**TEXT PASSAGE:**
%%
No, this is incorrect because every country to ever legalise abortion, has shown that abortion on demand, in some form or another, comes after legalisation.

The recognition that the floodgates will open comes from evidence, not fear, and  much debate has arisen from the call to repeal the 8th Amendment and what implications that could have on the spread of abortion.

8th Amendment.jpg

Many from the Repeal the 8th Coalition like to tell the media that they are not interested in abortion on demand or opening of the floodgates so to speak, but in reality they support it 100%.

What is clear is that if the 8th Amendment is taken away, so too is the legal safeguard protecting the right to life of the unborn. For many in the Repeal the 8th movement this may be a welcome change, but as a nation are we really prepared to accept abortions for any reason and at any stage of the baby’s development? If we allow this, abortion will be regarded as no more than another form of birth control.

The Repeal the 8th movement feed us the usual nonsense that just because abortion is legal in some jurisdiction does not mean that there are abortions on demand. If they took time to do a simple Google search they would find that after abortions become legal, it does not take that long for abortion on demand to become the accepted norm.1

Image result for abortion on demand without apology

The clearest way to look on how the floodgates have been opened when abortion was introduced is to look at Britain.

The 1967 Abortion Act was introduced by the liberal MP David Steel to deal with the small number tragic cases of back street abortions. It was argued by the proponents of the legislation that it would be restrictive, the number of abortions would be limited and it certainly would not open the ‘floodgates’.

However, already by 1971 obstetrician and gynaecologists who refused to provide abortions, were put under pressure. Although those in senior posts were protected by the ‘conscience clause’ in the Act others were forced out of the specialism, or out of the country, as pro-abortion officials in the Department of Health demanded that NHS hospitals should provide wide access to abortion services.Within a short period the abortion rate started to sky-rocket in the UK.2

In 1990, the abortion law was amended to accommodate new abortion techniques and to extend abortion for disabled babies up to birth (previously it had been restricted to the point at which the baby could be born alive).

The key clause of the law says an abortion can be performed if two doctors decide that ‘the continuance of the pregnancy would involve risk to the life of the pregnant woman, or of injury to the physical or mental health of the pregnant woman or any existing children of her family, greater than if the pregnancy were terminated’.

Another clause of the 1967 Abortion Act says that ‘account may be taken of the pregnant woman’s actual or reasonably foreseeable environment’. This has been widened as legal justification for abortion on grounds of gender, the argument being that women from some cultural backgrounds may be at risk if they have girls.
%%
**DATA:**
%%
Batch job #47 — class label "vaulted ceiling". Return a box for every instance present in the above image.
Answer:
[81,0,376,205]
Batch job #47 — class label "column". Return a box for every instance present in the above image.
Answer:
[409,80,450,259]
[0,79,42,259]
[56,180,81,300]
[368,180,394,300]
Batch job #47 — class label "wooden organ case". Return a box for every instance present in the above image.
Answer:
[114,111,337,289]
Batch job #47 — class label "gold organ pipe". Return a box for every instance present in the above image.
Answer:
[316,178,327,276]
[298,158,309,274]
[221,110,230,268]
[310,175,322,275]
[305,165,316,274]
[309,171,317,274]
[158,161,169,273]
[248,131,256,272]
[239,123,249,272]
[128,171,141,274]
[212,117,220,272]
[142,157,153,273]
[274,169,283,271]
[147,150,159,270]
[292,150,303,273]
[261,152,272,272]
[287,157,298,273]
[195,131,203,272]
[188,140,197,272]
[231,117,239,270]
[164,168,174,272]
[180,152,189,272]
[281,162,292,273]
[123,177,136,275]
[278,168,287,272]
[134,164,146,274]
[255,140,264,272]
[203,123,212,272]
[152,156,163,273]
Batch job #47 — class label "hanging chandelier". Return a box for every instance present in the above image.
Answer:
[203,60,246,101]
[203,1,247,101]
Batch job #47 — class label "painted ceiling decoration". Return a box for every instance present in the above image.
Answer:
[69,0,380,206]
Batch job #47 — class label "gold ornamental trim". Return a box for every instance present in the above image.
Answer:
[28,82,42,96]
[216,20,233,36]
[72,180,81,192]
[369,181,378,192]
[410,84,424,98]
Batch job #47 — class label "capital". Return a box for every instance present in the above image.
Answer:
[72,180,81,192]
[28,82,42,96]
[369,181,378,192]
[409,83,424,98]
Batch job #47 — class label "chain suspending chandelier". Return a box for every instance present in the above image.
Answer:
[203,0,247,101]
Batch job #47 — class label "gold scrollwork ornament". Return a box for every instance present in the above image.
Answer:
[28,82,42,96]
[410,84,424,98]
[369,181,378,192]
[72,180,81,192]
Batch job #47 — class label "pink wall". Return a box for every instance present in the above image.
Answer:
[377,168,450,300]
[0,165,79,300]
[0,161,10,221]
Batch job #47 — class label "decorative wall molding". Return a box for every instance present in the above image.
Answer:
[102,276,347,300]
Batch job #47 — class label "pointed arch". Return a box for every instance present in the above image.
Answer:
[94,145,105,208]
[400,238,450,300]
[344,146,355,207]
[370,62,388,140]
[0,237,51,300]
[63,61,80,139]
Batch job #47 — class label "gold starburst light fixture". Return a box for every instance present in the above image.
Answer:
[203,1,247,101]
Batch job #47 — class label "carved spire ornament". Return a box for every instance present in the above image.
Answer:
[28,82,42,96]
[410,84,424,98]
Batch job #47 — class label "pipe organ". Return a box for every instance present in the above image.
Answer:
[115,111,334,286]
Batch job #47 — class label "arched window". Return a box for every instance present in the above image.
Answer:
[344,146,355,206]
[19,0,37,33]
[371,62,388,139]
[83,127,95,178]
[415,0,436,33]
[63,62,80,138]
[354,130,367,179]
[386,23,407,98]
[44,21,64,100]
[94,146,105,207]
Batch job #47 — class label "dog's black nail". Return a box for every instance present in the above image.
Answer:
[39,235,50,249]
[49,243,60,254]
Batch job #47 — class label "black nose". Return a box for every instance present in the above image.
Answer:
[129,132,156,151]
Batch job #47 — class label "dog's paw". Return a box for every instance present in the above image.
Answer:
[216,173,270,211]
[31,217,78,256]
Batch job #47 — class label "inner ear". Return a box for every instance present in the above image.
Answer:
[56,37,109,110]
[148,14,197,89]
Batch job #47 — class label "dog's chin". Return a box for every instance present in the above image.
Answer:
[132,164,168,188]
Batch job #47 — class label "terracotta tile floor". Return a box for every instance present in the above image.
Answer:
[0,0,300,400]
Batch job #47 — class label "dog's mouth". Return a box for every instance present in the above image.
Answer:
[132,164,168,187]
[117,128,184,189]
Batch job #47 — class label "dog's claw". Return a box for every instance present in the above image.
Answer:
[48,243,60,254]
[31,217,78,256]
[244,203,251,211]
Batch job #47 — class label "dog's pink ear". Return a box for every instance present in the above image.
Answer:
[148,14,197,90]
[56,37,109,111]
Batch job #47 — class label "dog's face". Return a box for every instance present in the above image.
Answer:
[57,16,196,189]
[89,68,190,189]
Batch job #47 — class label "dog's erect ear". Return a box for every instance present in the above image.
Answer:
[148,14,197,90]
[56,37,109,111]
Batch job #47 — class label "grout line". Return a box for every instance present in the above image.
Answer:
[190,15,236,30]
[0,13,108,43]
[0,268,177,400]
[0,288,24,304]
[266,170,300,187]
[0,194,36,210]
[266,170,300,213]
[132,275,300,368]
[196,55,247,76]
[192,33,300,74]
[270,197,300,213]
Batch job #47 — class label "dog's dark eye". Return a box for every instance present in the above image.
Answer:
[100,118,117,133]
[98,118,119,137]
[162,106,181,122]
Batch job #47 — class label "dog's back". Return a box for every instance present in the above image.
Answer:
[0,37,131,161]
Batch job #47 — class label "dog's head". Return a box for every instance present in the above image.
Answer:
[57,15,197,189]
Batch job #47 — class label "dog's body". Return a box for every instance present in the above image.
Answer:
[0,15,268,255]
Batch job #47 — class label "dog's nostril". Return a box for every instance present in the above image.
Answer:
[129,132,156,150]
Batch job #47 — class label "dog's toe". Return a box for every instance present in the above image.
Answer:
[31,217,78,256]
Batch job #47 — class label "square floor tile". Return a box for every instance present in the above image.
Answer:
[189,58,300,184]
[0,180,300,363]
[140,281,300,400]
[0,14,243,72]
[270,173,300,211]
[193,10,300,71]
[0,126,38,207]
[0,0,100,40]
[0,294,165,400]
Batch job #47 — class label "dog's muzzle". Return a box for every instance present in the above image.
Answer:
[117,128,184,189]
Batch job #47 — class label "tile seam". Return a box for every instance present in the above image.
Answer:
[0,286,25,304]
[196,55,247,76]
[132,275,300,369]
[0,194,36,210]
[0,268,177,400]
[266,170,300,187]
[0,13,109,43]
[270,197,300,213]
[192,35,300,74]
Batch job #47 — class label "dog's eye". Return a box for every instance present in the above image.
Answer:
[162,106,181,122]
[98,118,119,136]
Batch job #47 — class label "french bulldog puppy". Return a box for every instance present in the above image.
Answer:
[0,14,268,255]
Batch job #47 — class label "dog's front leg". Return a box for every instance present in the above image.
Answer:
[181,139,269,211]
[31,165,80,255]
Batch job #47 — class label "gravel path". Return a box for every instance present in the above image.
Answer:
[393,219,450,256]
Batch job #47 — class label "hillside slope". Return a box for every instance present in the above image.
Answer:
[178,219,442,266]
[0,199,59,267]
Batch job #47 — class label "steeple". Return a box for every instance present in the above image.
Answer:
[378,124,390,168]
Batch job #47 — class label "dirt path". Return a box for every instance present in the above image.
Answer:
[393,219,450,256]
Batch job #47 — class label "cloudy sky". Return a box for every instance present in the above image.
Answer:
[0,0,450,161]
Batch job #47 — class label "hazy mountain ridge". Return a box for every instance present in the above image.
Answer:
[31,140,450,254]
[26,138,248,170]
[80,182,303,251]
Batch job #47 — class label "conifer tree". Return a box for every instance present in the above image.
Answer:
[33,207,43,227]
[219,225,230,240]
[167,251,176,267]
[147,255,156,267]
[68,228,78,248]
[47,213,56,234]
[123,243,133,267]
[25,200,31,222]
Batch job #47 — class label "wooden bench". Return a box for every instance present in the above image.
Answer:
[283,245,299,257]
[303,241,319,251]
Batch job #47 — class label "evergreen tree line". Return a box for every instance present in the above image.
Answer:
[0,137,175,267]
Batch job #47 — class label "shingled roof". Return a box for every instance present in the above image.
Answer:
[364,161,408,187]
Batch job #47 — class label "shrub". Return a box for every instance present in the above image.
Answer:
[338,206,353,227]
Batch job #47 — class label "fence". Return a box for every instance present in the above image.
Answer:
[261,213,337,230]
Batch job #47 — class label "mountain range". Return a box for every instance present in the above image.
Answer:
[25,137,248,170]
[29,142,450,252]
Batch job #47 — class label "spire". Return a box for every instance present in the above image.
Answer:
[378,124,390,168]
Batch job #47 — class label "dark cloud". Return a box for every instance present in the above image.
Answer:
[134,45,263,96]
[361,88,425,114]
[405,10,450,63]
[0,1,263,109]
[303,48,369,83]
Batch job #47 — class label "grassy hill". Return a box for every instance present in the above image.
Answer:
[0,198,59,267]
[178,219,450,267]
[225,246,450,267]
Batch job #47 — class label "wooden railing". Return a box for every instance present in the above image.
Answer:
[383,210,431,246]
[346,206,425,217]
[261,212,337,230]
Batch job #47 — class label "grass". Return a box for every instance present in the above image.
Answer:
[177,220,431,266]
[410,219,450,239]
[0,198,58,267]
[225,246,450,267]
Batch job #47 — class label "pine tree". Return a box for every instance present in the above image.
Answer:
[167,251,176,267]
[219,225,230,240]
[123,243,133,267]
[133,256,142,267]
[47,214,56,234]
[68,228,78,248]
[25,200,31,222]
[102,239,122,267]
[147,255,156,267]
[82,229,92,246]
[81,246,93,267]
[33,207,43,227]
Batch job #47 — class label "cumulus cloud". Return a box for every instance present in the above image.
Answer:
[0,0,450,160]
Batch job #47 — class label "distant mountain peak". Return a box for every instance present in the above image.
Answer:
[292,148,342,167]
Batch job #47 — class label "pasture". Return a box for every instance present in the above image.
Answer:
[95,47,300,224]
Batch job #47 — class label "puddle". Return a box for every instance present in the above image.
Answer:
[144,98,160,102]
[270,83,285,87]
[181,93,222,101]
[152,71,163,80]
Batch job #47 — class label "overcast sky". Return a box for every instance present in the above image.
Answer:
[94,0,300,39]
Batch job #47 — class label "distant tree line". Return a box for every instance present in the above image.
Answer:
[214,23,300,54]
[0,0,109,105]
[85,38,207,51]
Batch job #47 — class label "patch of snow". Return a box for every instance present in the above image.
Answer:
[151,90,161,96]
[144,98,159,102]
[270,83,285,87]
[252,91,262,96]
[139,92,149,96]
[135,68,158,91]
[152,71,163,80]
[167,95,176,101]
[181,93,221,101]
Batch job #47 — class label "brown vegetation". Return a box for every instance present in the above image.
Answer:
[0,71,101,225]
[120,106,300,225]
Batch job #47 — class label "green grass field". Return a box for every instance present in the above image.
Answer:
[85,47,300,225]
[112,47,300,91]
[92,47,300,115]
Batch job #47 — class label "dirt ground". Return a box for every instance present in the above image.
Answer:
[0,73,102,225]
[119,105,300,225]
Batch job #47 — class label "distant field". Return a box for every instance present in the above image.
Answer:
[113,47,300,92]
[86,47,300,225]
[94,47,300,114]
%%
**WHAT THE TASK ASKS:** In the article on repealing the 8th Amendment, who introduced Britain's 1967 Abortion Act? The items have no connection to the article on repealing the 8th Amendment.

**SOLVED EXERCISE:** The liberal MP David Steel.